**Task brief**: From the line with "In this exercise you will mark every instance of the curved" up to and including the line with "pixel 207 459", give the rows below as a JSON list of strings, one string per line, with blank lines left out. Leave the pictures out of the answer.

Entries from a dataset
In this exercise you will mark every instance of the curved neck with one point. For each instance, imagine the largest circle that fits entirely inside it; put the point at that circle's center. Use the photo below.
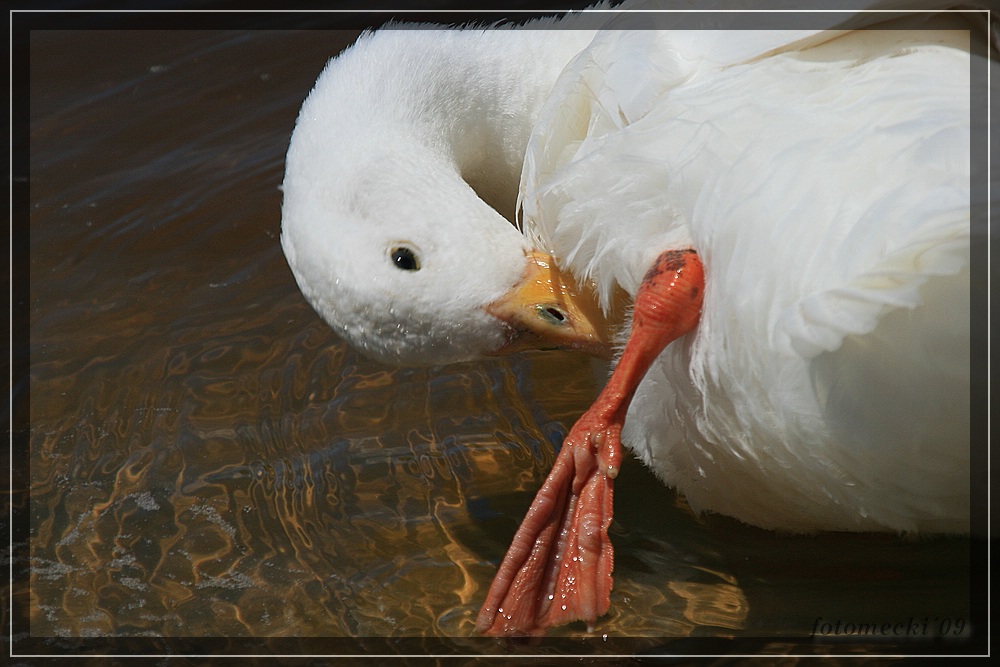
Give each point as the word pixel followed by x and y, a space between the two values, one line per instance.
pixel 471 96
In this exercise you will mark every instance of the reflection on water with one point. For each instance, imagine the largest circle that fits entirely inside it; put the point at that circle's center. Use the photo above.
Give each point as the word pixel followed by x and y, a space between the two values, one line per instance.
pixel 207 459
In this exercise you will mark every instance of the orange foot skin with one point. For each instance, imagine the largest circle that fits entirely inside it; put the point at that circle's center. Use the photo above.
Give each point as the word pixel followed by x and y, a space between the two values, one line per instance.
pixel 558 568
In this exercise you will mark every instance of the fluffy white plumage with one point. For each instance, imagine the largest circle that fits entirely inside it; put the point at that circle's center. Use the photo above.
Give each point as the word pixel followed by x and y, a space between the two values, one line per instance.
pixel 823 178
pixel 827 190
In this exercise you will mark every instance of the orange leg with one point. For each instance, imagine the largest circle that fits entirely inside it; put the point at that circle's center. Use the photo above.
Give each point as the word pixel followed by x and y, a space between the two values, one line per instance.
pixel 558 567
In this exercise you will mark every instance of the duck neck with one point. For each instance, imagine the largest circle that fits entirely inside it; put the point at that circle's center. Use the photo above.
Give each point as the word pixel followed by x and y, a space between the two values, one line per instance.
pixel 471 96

* * *

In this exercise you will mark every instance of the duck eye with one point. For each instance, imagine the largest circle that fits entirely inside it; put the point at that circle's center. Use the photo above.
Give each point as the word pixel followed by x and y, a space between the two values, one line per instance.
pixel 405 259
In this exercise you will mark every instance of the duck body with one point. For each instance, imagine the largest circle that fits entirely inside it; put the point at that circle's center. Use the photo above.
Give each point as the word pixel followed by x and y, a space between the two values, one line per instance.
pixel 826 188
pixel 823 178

---

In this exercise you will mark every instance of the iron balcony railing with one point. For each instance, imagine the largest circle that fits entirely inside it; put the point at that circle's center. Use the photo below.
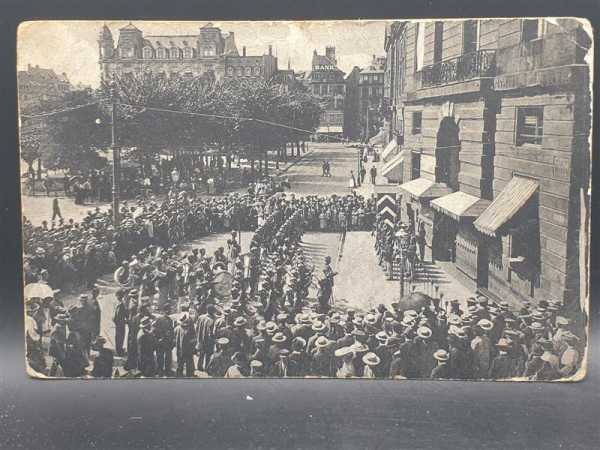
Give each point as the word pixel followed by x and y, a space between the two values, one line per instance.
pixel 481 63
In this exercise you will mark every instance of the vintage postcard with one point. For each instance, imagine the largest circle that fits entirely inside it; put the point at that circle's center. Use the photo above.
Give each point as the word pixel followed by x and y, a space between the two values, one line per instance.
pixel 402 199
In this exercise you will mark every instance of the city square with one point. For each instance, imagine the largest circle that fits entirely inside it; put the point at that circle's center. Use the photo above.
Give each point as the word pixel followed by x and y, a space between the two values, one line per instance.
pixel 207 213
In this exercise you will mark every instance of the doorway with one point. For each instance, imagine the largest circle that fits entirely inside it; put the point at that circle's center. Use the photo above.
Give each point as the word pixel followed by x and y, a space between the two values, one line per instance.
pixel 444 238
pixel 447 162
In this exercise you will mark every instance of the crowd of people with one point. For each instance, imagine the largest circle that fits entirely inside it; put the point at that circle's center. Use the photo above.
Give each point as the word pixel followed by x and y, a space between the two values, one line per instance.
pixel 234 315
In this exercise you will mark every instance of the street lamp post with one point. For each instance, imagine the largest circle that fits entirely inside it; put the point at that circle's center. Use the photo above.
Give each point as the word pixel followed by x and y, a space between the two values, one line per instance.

**Complete output**:
[
  "In this exercise you will mark every instance of the curved neck with one point. For each instance, imagine the largest circle that fits entirely inside it; put the point at that circle's center. Use the photo below.",
  "Give each point as the word pixel followed by x and y, a space between the two values, one line per instance.",
  "pixel 471 96",
  "In this exercise you will mark every instance of the reflection on water with one point. For each instance, imagine the largest circle that fits entirely inside it; put the point at that circle's center. Use the photo above.",
  "Give each point as the word pixel followed by x and y, a space between the two values, one line per instance.",
  "pixel 207 459"
]